## [Task objective]
Can you format the rows below as a numbered list, from where they begin through the line containing "Mark the region", with blank lines skipped and the pictures left out?

####################

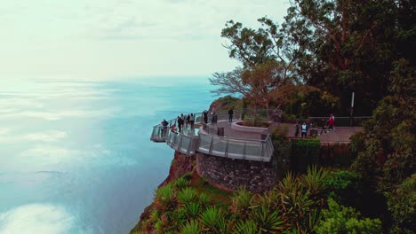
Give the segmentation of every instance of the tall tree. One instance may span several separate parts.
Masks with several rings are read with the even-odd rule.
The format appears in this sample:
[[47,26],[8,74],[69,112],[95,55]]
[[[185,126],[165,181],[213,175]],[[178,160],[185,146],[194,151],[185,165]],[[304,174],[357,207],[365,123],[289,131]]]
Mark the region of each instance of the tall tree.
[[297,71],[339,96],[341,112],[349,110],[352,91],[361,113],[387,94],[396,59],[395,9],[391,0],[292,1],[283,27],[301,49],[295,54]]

####################

## [Response to the exercise]
1. Give the segmentation of every instance of the tall tree. One instance may span several separate parts.
2. Masks with several rings are read with the even-odd rule.
3. The format appears in this sample:
4. [[47,26],[8,74],[69,112],[95,55]]
5. [[[185,126],[165,181],[213,175]],[[178,160],[185,146],[194,151],[185,165]],[[304,174],[357,207],[365,123],[289,131]]]
6. Mark the region of each instance of the tall tree.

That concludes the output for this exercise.